■ WHAT IS NEEDED: How many lines in the items below contain the word "timber", matching case exactly? Reply with the number alone.
************
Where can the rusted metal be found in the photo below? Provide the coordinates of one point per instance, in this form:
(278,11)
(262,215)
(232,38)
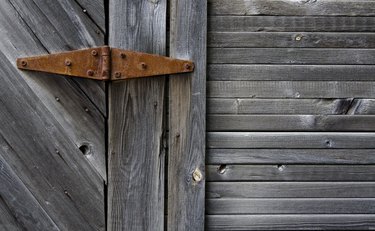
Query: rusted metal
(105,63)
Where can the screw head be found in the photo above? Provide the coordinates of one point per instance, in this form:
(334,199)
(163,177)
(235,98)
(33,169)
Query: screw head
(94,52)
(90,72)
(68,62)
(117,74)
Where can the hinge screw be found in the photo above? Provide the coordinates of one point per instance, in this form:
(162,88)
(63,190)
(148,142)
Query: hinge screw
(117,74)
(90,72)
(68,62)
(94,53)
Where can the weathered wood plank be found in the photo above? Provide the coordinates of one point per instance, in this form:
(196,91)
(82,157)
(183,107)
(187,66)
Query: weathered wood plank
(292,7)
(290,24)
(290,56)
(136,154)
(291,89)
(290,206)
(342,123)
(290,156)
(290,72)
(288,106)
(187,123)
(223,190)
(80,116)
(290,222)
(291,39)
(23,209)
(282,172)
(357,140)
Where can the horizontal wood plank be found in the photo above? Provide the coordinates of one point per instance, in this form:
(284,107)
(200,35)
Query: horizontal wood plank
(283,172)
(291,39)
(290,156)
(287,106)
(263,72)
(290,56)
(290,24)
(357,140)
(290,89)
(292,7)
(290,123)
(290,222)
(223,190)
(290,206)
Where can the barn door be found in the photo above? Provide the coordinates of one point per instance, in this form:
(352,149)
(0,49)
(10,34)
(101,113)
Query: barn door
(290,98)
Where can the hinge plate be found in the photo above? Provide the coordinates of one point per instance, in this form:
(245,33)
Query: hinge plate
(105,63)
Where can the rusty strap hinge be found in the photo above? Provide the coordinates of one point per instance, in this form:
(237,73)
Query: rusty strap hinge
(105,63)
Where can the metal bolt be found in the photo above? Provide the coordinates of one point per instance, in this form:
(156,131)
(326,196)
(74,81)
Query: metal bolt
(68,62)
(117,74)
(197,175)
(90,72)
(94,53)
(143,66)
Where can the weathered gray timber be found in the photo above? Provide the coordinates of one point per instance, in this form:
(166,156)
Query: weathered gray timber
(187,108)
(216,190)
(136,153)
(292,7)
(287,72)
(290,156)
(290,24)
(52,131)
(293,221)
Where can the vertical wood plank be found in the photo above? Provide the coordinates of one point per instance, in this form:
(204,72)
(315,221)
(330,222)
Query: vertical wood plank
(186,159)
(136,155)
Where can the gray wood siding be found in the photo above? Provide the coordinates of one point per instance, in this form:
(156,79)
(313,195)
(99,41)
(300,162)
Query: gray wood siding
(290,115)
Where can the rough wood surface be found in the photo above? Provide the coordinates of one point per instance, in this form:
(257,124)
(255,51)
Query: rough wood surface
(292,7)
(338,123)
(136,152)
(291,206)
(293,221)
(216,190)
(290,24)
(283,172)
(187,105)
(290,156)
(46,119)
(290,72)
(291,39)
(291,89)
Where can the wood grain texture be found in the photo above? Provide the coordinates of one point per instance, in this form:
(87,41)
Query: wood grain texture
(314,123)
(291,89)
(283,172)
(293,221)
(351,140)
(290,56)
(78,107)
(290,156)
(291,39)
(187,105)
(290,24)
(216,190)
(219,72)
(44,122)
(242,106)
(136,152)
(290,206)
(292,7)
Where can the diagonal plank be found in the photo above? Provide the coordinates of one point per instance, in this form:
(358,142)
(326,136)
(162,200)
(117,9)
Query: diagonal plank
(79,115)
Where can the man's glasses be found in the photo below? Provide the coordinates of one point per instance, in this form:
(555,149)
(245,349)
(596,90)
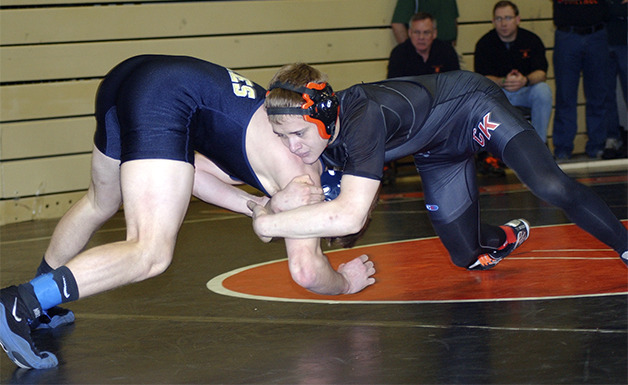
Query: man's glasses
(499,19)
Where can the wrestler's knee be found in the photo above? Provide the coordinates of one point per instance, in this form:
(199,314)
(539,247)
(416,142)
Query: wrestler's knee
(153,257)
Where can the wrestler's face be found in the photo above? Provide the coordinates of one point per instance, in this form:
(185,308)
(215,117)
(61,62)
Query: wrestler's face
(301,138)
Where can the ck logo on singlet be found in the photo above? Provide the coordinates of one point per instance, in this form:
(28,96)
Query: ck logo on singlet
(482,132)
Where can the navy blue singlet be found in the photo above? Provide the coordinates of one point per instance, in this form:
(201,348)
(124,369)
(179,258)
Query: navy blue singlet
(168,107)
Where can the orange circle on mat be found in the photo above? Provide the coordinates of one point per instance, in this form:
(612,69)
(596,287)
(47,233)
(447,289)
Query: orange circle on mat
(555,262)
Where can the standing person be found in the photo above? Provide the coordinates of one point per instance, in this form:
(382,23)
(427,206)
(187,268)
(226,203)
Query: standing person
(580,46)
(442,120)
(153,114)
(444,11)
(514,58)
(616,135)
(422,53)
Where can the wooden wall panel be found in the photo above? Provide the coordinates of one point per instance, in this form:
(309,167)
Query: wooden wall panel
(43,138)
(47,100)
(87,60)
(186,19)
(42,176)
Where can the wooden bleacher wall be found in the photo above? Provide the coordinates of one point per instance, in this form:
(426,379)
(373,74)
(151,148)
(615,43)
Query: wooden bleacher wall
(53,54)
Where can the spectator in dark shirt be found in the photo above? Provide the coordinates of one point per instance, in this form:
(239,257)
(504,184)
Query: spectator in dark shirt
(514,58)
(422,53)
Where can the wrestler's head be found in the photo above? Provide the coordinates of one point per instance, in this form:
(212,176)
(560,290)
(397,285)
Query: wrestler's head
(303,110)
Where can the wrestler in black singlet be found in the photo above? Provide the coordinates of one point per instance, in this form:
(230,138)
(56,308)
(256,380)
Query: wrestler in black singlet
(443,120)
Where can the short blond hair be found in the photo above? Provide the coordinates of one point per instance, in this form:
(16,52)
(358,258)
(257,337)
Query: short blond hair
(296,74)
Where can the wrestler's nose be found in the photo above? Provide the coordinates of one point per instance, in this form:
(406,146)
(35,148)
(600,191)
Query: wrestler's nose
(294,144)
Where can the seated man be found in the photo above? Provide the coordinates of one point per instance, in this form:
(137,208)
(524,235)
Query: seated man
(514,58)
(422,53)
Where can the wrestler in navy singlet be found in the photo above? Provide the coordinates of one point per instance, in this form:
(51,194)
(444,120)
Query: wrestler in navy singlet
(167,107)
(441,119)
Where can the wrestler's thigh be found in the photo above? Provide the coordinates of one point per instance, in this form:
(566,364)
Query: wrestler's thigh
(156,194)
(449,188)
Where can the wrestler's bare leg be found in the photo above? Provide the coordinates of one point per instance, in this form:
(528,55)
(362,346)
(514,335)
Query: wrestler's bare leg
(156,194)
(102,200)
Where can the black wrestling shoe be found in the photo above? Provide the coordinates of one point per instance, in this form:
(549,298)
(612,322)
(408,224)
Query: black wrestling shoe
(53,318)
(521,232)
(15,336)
************
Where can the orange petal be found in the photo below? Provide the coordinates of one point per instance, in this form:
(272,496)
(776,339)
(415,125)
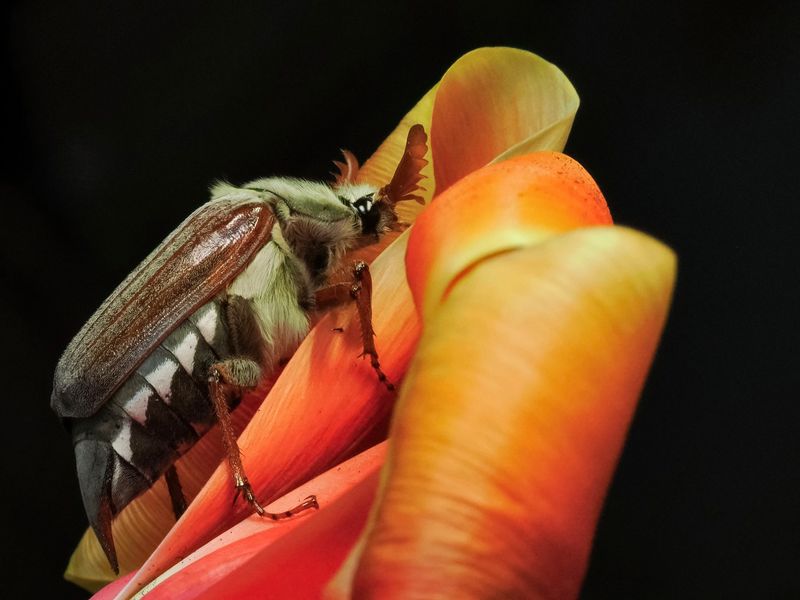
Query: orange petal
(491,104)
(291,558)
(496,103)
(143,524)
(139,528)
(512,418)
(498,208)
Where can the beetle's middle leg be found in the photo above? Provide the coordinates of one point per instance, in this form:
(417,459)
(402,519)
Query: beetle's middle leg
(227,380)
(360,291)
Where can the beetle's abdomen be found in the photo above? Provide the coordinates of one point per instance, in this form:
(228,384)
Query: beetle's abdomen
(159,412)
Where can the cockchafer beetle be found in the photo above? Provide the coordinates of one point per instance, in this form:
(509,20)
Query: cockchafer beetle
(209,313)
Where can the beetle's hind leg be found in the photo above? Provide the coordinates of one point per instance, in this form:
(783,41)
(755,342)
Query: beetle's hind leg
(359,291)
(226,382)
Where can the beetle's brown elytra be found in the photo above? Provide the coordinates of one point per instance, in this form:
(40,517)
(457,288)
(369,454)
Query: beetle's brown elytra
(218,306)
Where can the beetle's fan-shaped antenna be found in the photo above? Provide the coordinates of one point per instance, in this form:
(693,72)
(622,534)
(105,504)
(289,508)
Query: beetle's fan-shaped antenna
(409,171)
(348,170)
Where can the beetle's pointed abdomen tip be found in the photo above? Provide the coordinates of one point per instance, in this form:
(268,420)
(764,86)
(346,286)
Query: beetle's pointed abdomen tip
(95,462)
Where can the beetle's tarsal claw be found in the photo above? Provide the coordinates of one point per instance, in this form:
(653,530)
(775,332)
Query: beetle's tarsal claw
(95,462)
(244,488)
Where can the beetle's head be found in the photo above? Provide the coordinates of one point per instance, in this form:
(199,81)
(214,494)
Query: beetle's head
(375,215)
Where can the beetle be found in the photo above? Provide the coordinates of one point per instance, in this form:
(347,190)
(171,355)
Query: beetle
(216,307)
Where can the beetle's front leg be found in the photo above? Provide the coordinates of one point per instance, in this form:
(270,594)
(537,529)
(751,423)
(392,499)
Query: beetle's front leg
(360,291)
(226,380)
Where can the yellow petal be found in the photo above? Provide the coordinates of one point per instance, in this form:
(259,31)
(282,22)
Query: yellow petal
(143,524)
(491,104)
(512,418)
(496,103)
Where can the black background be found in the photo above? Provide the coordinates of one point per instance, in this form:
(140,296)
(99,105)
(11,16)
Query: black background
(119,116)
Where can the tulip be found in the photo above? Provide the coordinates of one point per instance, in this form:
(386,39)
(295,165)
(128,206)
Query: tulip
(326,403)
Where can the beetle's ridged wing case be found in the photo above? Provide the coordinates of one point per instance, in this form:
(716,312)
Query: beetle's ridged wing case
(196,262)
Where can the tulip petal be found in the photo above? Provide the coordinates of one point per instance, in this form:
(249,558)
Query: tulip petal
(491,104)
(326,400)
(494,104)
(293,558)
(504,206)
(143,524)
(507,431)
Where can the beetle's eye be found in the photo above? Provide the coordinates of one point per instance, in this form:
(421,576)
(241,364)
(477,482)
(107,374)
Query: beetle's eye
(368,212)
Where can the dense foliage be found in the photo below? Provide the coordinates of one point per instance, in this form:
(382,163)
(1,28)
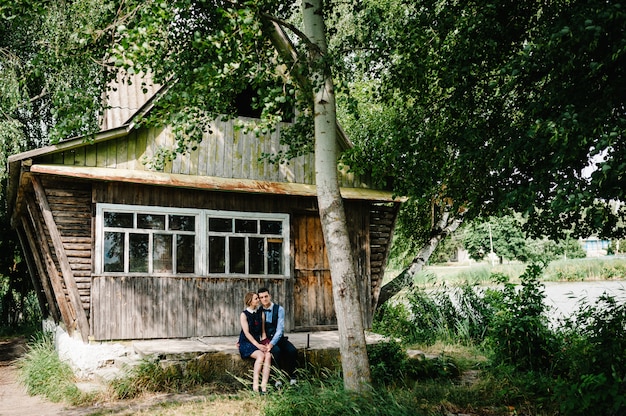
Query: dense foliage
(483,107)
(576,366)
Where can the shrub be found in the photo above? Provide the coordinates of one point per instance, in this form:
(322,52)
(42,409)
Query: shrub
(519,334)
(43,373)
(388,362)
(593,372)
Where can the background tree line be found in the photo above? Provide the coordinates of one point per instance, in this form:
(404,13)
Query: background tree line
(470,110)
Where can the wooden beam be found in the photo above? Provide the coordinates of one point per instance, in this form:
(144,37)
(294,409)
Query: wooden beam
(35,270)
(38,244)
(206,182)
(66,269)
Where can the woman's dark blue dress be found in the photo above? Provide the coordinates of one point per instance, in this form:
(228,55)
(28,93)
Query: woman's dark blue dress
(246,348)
************
■ SOLUTION TO THE PROBLEM: 2